### [Given text]

--------------------------------------------------

I’ve hit the same problem with my latest endeavour, which is a Morse Sounder. This is a classic telegraphic device, powered by an electro-magnet, that taps out morse as a series of clicks, not beeps. Something like this:
It’s a simple form of electric motor, analogous to a beam steam engine used to work a pump, not rotary motion.
The problem is designing and building the electromagnet! The Victorian original called for best Swedish soft Iron and Silk Covered magnet wire, both of which are difficult to source today.
In the 19th Century insulating Copper wire was a major problem, with a host of different materials in play, none of them ideal. Paper is good until it gets wet. Cotton OK, except bulky. Shellac is excellent except it tends to crack, melts easily, and is hard to apply without leaving bubbles in it. Silk is excellent, but expensive and double or triple layers are needed. Rubber perishes, Gutta-percha, good but over consumption destroyed the source. A good compromise for telegraphic, wireless, and other light work was shellac coated Copper protected inside a silk sheath. As well as being a good insulator, the silk protected the wire from mechanical abrasion, which occurs every time a magnet coil is energised electrically, and also due to vibration from a running motor.
Silk covered wire has two major disadvantages: it’s expensive, and – worse – it separates the wires physically, when, in a magnet, they must be as close together as possible. So a lot of effort and research was put into alternatives, essentially replacing Shellac with tougher, less brittle synthetics that could take more heat, coupled with process improvements that don’t leave bubbles in the insulation. Took about 50 years, but new-made Silk wire disappeared after WW2.
So, unless appearance is important, ordinary enamelled copper wire is fine. Avoid second-hand wire because winding and unwinding it is likely to damage the insulation and to work-harden the Copper. New wire de-risks magnet winding considerably!
Swedish Iron, or soft-iron of any variety, has become almost unobtainium. Main use seems to be laboratory work, so not cheap. The modern equivalent is ‘Electrical Steel‘, which contains Silicon rather than Carbon. It’s a speciality alloy, not available in small quantities, and ‘our’ suppliers don’t carry it. Plenty of it in old transformers and motors, but the laminations are cut into shapes I’ve not been able to re-use.
I’ve ordered an educational electromagnet in hope the core will be soft-Iron or Electrical Steel that I can repurpose, but I’m expecting it to be mild-steel. Mild-steel is unsuitable for my project because it has high remanence, i.e. magnetism persists after the current is turned off, and low permeability makes it a poor choice for motors and dynamos: inefficient!
If anyone knows of a source of soft-Iron or electrical steel in rod form, please let me know!
As A young lad DCC could mean Double Crank Compound, or if your interests lay with electrical matters it was Double Cotton Covered and in the late 50s/early 60s was still available ! Now ?

--------------------------------------------------

### [Excerpts from a point labeling dataset]
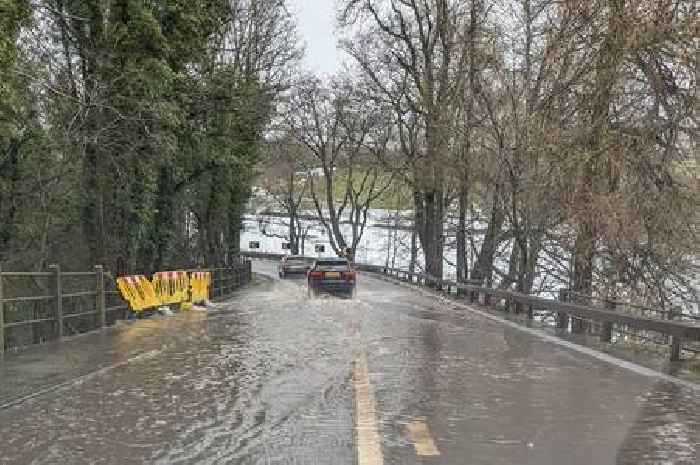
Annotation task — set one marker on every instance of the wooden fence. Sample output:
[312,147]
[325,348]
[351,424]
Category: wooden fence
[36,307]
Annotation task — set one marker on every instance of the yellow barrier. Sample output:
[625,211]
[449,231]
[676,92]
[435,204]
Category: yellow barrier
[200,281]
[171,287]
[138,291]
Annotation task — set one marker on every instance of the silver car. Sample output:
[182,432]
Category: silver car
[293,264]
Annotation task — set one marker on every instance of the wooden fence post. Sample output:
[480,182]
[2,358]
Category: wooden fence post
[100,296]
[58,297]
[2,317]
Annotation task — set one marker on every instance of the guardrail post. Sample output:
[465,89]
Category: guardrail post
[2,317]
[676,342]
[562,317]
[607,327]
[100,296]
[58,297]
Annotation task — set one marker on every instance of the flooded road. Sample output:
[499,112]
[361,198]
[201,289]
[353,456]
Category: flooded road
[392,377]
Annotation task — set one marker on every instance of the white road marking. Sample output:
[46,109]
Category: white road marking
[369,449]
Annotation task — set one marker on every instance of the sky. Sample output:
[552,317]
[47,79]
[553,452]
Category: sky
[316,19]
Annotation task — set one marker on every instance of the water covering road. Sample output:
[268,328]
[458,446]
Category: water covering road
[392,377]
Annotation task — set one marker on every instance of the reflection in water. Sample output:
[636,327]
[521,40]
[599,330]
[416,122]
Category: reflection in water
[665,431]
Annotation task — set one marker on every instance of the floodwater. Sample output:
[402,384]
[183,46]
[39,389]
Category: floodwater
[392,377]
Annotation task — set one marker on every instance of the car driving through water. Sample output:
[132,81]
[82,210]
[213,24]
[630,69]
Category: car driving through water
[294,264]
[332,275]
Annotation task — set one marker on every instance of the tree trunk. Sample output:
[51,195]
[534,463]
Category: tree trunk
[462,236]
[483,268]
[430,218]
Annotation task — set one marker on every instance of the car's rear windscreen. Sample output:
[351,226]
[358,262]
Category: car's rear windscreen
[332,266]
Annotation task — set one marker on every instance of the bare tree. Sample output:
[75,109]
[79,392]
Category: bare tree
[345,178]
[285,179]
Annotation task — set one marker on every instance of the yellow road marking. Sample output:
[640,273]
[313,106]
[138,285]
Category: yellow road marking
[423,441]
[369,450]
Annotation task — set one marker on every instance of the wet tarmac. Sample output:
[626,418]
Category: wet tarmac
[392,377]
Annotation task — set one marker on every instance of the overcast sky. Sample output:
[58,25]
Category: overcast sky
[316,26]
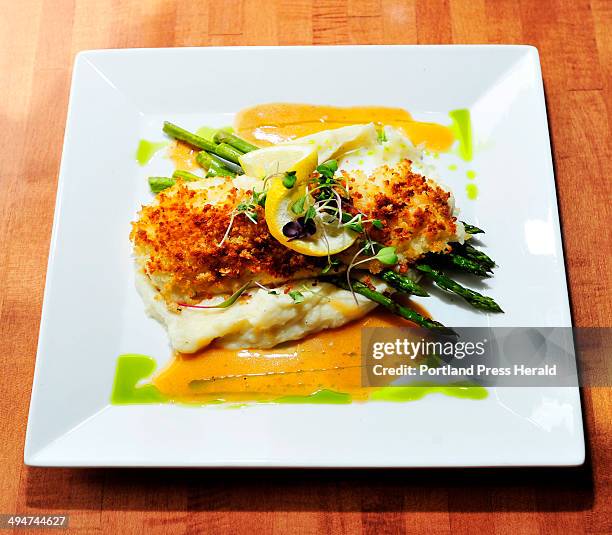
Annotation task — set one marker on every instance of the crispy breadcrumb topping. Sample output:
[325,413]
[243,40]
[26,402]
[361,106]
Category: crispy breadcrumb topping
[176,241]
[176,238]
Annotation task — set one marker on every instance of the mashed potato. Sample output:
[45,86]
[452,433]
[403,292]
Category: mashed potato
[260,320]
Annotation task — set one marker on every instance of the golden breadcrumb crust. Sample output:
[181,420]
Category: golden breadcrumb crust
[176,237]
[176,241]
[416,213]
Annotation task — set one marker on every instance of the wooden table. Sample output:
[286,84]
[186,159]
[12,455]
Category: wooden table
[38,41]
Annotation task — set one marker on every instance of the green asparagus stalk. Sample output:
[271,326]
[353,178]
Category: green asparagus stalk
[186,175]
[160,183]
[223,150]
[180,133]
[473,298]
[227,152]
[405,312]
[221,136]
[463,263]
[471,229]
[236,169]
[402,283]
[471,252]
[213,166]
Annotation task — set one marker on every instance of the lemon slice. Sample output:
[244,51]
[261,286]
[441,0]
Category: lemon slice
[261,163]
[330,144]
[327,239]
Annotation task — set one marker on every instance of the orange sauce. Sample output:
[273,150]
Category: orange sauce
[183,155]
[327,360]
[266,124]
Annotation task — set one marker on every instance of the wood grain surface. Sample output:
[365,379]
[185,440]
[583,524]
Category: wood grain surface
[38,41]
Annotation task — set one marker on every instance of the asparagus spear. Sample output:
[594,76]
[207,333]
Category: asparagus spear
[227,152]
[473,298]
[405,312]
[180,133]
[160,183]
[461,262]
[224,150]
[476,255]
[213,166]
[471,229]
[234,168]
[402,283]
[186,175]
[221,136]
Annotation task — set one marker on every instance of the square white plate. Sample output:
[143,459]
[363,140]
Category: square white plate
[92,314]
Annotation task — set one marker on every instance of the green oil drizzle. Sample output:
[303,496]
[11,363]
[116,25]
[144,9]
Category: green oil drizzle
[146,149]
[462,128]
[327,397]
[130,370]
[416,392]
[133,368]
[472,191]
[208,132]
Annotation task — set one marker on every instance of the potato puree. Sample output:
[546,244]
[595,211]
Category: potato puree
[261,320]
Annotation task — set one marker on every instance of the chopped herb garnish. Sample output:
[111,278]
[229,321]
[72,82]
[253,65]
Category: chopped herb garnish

--------------------------------------------------

### [Problems and tasks]
- a) Please say whether each statement agrees with the Morse sounder post, answering yes or no and quoting the deciding words: (i) new-made silk covered wire disappeared after WW2; (ii) second-hand wire is recommended for winding a magnet; (iii) electrical steel contains Carbon rather than Silicon.
- b) Print the part of the Morse sounder post that opens with the words containing "Silk covered wire" and closes with "magnet winding considerably!".
The entries have no connection to the Morse sounder post.

### [Final results]
- a)
(i) Yes: "Took about 50 years, but new-made Silk wire disappeared after WW2."
(ii) No: "Avoid second-hand wire because winding and unwinding it is likely to damage the insulation and to work-harden the Copper."
(iii) No: "which contains Silicon rather than Carbon"

- b)
Silk covered wire has two major disadvantages: it’s expensive, and – worse – it separates the wires physically, when, in a magnet, they must be as close together as possible. So a lot of effort and research was put into alternatives, essentially replacing Shellac with tougher, less brittle synthetics that could take more heat, coupled with process improvements that don’t leave bubbles in the insulation. Took about 50 years, but new-made Silk wire disappeared after WW2.
So, unless appearance is important, ordinary enamelled copper wire is fine. Avoid second-hand wire because winding and unwinding it is likely to damage the insulation and to work-harden the Copper. New wire de-risks magnet winding considerably!